YOUR ASSIGNMENT:
Reply with exactly the lines from the one that contains "Target: white slip-on shoe" through the last line of the records below, and with no other lines.

DATASET ENTRIES:

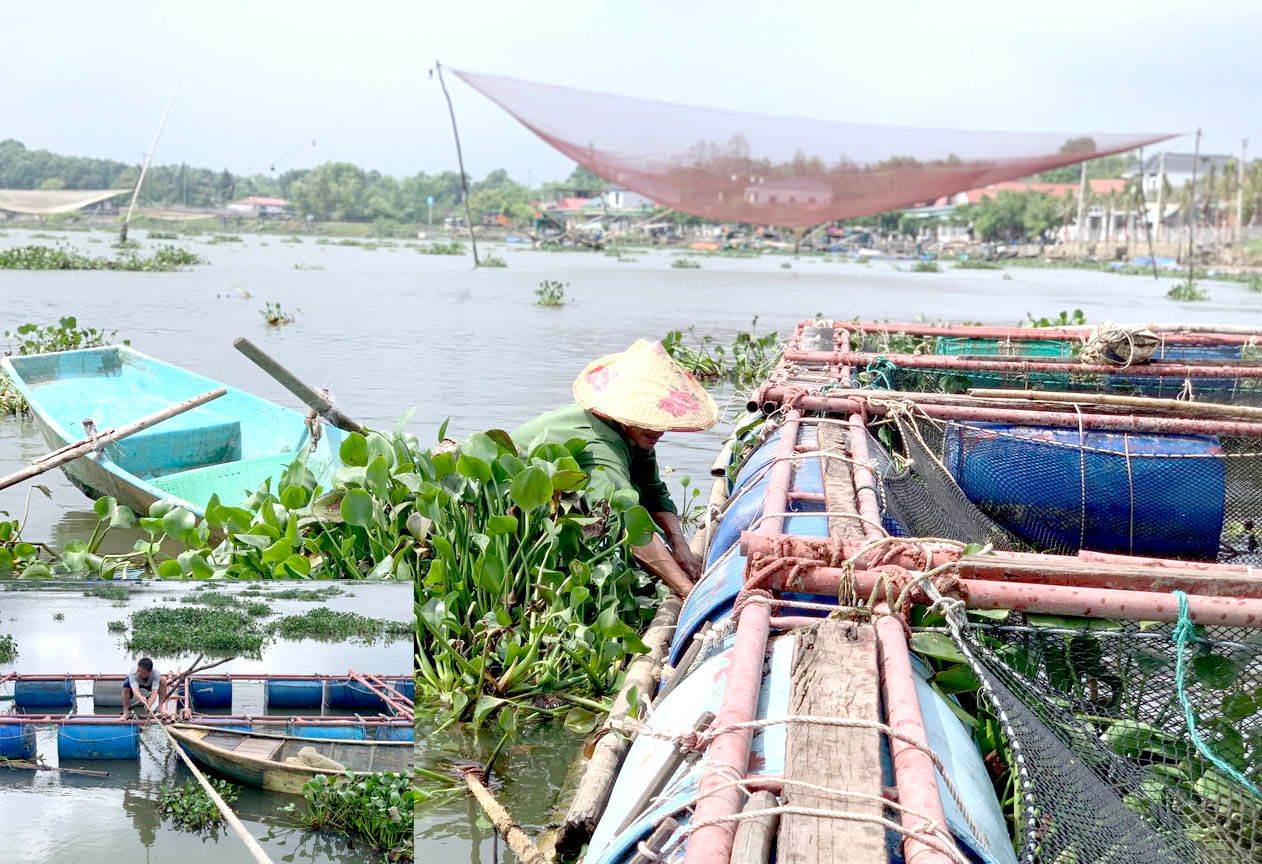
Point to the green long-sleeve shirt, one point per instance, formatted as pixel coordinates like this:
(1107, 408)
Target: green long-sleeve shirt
(607, 448)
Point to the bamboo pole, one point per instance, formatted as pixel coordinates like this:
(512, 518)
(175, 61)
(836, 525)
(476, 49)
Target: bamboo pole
(144, 169)
(72, 452)
(519, 841)
(602, 768)
(1152, 404)
(459, 159)
(256, 852)
(312, 399)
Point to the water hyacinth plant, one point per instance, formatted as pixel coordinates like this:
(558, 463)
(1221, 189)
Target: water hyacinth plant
(379, 809)
(528, 597)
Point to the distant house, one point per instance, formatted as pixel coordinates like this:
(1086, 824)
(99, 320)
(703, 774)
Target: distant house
(789, 192)
(1178, 167)
(260, 207)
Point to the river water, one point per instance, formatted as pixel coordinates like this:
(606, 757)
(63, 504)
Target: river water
(389, 329)
(71, 819)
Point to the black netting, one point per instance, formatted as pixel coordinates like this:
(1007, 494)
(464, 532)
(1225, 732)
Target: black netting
(1193, 497)
(1113, 772)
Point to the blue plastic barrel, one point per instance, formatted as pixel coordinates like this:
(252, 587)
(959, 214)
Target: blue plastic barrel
(293, 693)
(17, 741)
(348, 693)
(211, 693)
(324, 730)
(395, 733)
(97, 741)
(44, 694)
(1166, 500)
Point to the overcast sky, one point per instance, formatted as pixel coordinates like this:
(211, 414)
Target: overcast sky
(260, 81)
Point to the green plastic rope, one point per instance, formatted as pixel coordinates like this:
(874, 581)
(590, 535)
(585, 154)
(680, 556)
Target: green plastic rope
(1184, 631)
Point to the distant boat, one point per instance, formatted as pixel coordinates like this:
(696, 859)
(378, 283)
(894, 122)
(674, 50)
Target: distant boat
(227, 447)
(259, 759)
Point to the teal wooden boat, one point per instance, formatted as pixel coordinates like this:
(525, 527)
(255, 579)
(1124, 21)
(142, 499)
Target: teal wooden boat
(225, 448)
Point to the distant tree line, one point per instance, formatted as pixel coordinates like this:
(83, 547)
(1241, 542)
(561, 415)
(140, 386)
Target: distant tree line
(335, 191)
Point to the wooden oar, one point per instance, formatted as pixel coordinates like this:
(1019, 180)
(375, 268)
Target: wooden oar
(71, 452)
(290, 382)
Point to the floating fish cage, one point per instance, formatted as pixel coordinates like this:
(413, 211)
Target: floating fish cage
(847, 684)
(1060, 476)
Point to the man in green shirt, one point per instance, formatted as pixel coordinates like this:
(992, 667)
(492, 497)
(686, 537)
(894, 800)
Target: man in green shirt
(624, 405)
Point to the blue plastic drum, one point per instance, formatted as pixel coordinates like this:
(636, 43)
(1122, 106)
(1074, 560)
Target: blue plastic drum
(210, 693)
(17, 741)
(97, 741)
(293, 693)
(44, 694)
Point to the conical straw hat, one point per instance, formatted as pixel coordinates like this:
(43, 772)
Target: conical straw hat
(644, 387)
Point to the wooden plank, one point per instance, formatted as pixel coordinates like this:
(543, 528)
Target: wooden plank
(838, 483)
(834, 674)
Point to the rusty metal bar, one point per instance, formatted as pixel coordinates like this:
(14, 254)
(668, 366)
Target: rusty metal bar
(730, 751)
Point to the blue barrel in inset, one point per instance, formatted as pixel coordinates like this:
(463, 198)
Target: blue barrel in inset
(97, 741)
(210, 693)
(324, 730)
(293, 693)
(18, 741)
(348, 693)
(395, 733)
(1145, 495)
(44, 694)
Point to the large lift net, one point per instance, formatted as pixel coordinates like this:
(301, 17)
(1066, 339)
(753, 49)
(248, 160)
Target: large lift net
(732, 165)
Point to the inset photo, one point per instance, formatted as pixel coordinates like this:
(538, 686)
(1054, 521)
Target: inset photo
(206, 722)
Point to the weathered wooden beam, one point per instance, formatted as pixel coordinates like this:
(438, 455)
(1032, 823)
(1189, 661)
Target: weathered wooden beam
(755, 836)
(834, 674)
(838, 483)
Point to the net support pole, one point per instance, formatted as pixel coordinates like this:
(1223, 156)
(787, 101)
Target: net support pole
(730, 752)
(914, 772)
(459, 160)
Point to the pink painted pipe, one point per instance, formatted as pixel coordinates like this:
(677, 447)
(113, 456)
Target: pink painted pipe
(914, 773)
(1200, 370)
(775, 396)
(1036, 333)
(1085, 570)
(730, 751)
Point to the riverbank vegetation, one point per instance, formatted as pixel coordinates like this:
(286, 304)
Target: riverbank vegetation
(377, 809)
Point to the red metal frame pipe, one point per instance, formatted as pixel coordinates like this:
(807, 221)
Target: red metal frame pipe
(1037, 333)
(1049, 599)
(730, 751)
(914, 773)
(1127, 423)
(861, 360)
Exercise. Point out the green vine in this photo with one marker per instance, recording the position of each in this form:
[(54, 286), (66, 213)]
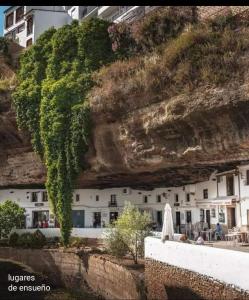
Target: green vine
[(51, 103)]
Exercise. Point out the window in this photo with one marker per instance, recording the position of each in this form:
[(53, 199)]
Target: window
[(44, 196), (188, 216), (213, 213), (205, 194), (9, 20), (159, 217), (176, 198), (247, 177), (113, 200), (202, 216), (20, 28), (34, 197), (29, 43), (187, 197), (230, 185), (19, 13), (30, 25)]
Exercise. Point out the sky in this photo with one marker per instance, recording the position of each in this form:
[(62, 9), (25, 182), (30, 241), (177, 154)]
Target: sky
[(2, 9)]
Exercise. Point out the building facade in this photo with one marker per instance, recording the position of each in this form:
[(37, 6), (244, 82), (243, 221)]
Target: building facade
[(24, 24), (224, 198)]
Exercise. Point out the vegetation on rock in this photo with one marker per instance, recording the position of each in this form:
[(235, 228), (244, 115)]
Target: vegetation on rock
[(50, 101)]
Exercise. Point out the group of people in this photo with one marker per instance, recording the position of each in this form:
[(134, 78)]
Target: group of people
[(200, 241)]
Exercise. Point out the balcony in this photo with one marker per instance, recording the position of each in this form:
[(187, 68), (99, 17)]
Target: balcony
[(89, 11)]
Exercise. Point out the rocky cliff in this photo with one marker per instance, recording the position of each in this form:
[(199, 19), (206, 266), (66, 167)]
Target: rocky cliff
[(145, 140)]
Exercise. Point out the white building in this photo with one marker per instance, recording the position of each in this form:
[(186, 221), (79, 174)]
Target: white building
[(224, 198), (25, 24)]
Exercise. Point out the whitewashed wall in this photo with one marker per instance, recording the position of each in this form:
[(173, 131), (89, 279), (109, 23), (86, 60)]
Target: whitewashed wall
[(230, 267)]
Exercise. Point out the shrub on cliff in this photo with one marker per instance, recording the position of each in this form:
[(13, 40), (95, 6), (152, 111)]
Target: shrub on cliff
[(51, 103), (156, 28), (11, 216), (127, 234)]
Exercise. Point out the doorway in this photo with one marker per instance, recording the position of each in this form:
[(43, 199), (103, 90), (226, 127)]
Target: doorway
[(97, 219), (208, 218), (230, 185), (231, 221), (159, 218), (113, 216), (78, 218), (178, 221), (40, 216)]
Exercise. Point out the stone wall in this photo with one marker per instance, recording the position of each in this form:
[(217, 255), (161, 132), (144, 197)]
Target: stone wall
[(68, 269), (164, 281)]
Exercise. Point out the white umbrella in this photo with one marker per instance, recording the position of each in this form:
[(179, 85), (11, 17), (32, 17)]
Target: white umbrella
[(168, 228)]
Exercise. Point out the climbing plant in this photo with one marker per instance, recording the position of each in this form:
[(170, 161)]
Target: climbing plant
[(51, 102)]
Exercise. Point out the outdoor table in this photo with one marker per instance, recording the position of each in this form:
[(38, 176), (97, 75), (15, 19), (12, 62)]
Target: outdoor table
[(244, 236), (208, 234)]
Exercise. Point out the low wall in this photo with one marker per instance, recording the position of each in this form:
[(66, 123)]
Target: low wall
[(68, 269), (95, 233), (196, 268)]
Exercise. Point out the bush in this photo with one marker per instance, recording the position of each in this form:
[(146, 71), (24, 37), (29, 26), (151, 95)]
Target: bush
[(11, 216), (25, 240), (13, 239), (115, 244), (78, 242), (3, 46), (38, 239), (127, 234)]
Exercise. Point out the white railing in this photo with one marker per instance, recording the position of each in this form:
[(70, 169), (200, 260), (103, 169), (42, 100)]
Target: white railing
[(228, 266), (76, 232)]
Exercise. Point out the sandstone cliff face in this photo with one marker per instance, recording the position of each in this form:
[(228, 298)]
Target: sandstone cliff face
[(143, 142), (173, 142), (18, 164)]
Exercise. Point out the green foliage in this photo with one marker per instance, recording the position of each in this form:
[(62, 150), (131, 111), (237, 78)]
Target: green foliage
[(38, 239), (34, 240), (51, 102), (3, 46), (128, 232), (78, 242), (25, 240), (11, 216), (13, 239)]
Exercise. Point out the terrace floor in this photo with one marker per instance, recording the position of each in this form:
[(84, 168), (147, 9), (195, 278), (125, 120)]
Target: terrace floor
[(228, 245)]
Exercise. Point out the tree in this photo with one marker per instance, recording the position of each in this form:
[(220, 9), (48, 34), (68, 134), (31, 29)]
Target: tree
[(11, 216), (127, 233)]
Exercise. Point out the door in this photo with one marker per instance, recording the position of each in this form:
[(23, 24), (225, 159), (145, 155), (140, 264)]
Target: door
[(231, 221), (208, 218), (78, 218), (188, 216), (178, 221), (39, 217), (230, 185), (113, 216), (97, 219), (159, 217)]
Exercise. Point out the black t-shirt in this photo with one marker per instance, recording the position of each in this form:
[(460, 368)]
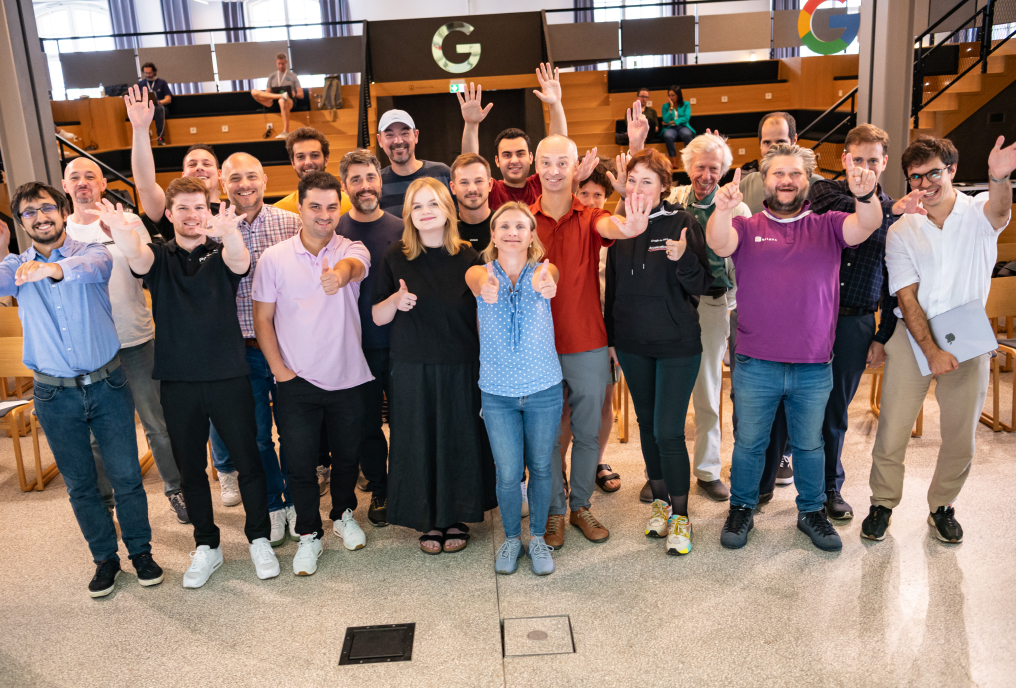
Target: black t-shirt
[(194, 302), (442, 326)]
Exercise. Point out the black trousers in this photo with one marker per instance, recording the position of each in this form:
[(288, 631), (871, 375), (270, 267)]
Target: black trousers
[(229, 404), (301, 409)]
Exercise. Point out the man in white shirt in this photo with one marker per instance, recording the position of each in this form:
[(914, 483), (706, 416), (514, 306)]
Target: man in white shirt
[(939, 258), (84, 183)]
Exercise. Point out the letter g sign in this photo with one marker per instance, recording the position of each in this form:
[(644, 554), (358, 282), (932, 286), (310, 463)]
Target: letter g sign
[(472, 49)]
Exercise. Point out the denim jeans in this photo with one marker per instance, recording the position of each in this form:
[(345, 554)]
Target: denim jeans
[(107, 410), (522, 430), (804, 388)]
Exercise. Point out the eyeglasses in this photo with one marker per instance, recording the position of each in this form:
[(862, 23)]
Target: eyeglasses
[(29, 213)]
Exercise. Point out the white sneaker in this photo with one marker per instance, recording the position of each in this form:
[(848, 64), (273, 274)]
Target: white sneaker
[(350, 532), (204, 561), (277, 526), (265, 562), (305, 563), (229, 487)]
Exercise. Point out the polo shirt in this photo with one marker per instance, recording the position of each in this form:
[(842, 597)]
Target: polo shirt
[(953, 265), (318, 334), (193, 298), (573, 245), (787, 285)]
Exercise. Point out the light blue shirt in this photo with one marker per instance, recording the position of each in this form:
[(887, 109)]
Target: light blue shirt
[(68, 324), (517, 356)]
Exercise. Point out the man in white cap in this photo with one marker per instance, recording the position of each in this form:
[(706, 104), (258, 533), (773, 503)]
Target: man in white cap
[(397, 135)]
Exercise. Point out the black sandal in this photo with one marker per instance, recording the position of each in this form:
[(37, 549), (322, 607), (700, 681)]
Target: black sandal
[(601, 480), (463, 536)]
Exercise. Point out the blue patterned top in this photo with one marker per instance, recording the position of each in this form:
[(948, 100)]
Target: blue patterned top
[(517, 356)]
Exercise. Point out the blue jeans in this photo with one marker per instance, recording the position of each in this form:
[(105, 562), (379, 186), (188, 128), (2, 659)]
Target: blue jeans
[(804, 388), (521, 430), (107, 410)]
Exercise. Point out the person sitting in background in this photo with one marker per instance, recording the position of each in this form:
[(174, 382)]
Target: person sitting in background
[(283, 86), (161, 95), (677, 115)]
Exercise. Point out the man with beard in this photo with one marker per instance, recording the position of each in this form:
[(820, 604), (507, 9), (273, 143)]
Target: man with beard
[(787, 264), (261, 227), (80, 387), (377, 230), (308, 149), (397, 136), (84, 183)]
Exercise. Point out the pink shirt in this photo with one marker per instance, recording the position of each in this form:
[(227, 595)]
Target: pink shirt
[(318, 334)]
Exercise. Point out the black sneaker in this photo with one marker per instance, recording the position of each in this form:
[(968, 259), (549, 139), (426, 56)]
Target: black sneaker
[(179, 507), (947, 528), (876, 523), (105, 579), (836, 507), (148, 572), (816, 525), (377, 514), (740, 520)]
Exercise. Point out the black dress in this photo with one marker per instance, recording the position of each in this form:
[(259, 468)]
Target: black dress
[(440, 465)]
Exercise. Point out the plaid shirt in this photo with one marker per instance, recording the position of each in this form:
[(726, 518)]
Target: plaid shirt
[(863, 276), (269, 228)]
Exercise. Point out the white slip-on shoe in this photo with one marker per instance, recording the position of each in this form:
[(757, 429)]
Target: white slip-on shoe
[(265, 562), (350, 533), (305, 563), (204, 562)]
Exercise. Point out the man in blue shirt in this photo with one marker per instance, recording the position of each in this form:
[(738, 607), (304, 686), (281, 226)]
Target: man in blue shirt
[(71, 345)]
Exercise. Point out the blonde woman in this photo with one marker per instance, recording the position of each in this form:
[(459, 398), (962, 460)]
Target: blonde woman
[(441, 473), (519, 376)]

REPLY:
Target: white slip-on shoe
[(265, 562), (350, 533), (305, 563), (204, 562)]
Exercise. Point out the man in blue shirt in this photo with one marker per instance, recording the position of each in this form:
[(738, 607), (304, 686), (281, 226)]
Target: man in blue shirt
[(71, 345)]
Exercise. Point out the blonde woman in this photo with one marker per instance, recording the position of each in this form:
[(459, 398), (962, 460)]
Target: blonde woman
[(441, 473), (519, 376)]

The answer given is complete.